> Aufgabe
Nimm den Textauszug über Friedenau und die Pläne für ein Rathaus nach seinem letzten Satz wieder auf und schreib ihn weiter.

Mit Altmanns Erfahrungen als Stadtbauinspektor von Elberfeld und Schnackenburgs Autorität als Verwaltungsexperte wurde der Weg von der Landhauskolonie zum Berliner Vorort geschaffen – darunter die Bebauungspläne für Wagner-Viertel (1908) und Südwestkorso (1909). Nachdem Schnackenburg zum Oberbürgermeister von Altona gewählt worden war, folgte 1910 der Jurist Erich Walger (1867-1945) als Bürgermeister. Er war von 1901 bis 1904 Magistratsassessor in Charlottenburg und danach Stadtrat in Halle. Von 1906 bis 1909 gehörte er als Stadtrat dem Schöneberger Magistrat an.

 

Friedenau hatte 1910 über 30.000 Einwohner. Nun wurde wieder über den Bau eines Rathauses diskutiert. Der einst angedachte Standort am Wilmersdorfer Platz kam nicht mehr in Betracht, da dieses Grundstück inzwischen für das Reichspostamt vorgesehen war. Der Marktplatz kam ins Gespräch, da die Gemeinde im Besitz des Grundstücks Niedstraße Nr. 2 war und mit dem Ankauf des Anwesens Niedstraße Nr. 1 für den Rathausbau eine Fläche von 3.066 m² zur Verfügung stehen würde.

> Ausgangsdaten
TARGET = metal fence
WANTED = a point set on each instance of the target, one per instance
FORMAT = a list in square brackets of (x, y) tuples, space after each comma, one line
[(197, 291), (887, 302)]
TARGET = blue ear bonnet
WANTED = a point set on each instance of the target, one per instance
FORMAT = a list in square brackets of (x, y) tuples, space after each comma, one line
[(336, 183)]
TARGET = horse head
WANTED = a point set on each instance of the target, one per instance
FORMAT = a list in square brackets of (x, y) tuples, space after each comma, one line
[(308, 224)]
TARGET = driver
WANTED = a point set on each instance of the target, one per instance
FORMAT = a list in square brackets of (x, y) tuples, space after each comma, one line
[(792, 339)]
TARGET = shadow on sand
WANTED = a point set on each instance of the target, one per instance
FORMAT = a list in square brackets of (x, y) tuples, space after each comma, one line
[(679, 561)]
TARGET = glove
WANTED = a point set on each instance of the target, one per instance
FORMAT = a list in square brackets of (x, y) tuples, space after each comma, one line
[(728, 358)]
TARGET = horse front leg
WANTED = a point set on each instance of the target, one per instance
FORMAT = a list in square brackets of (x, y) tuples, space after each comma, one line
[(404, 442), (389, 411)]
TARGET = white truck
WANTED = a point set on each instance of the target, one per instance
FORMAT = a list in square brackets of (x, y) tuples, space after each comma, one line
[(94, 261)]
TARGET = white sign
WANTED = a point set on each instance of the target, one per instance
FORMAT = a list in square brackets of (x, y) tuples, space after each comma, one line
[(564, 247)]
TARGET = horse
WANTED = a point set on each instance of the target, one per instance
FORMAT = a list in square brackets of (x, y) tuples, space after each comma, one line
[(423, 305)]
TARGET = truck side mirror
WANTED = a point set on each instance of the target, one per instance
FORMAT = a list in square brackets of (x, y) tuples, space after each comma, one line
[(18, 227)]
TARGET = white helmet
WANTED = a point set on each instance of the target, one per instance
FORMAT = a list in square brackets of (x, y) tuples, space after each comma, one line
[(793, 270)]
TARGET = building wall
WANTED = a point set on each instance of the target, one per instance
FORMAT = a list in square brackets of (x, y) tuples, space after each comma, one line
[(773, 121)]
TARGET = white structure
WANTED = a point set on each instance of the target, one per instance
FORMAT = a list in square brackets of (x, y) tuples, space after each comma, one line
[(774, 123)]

> Ergebnis
Ein Preisausschreiben für den Rathausbau brachte kein befriedigendes Ergebnis. Einzig der Entwurf von Hans Altmann erreichte die einstimmige Zustimmung der Gemeindevertreter. Beschlossen wurde, diesen Bauentwurf schnellstens auszuarbeiten. Da aber der Bau von Schulen drängender war, wurde vom Rathausbau einstweilen abgesehen. Die Planungen gingen weiter und mit ihnen erhöhte sich der Raumbedarf. Hinzu kamen Bürgermeisterwohnung, Feuerwache, Sparkasse, Ratskeller und Bürgerfestsaalmit separatem Eingang in der Hauptstraße, damit eine Störung des Geschäftsbetriebes im Rathaus vermieden wird. Entgegen der Bauordnung sollte die Höhe um ein Geschoss überschritten und ein Straßenstück dem Baugrundstück hinzugeschlagen werden. Obwohl dies eine Änderung der Baufluchtlinie um 12 Meter Tiefe zur Folge hatte, erteilte die Königlich-Preußische Regierung zu Potsdam am 25. Juni 1913 die Genehmigung.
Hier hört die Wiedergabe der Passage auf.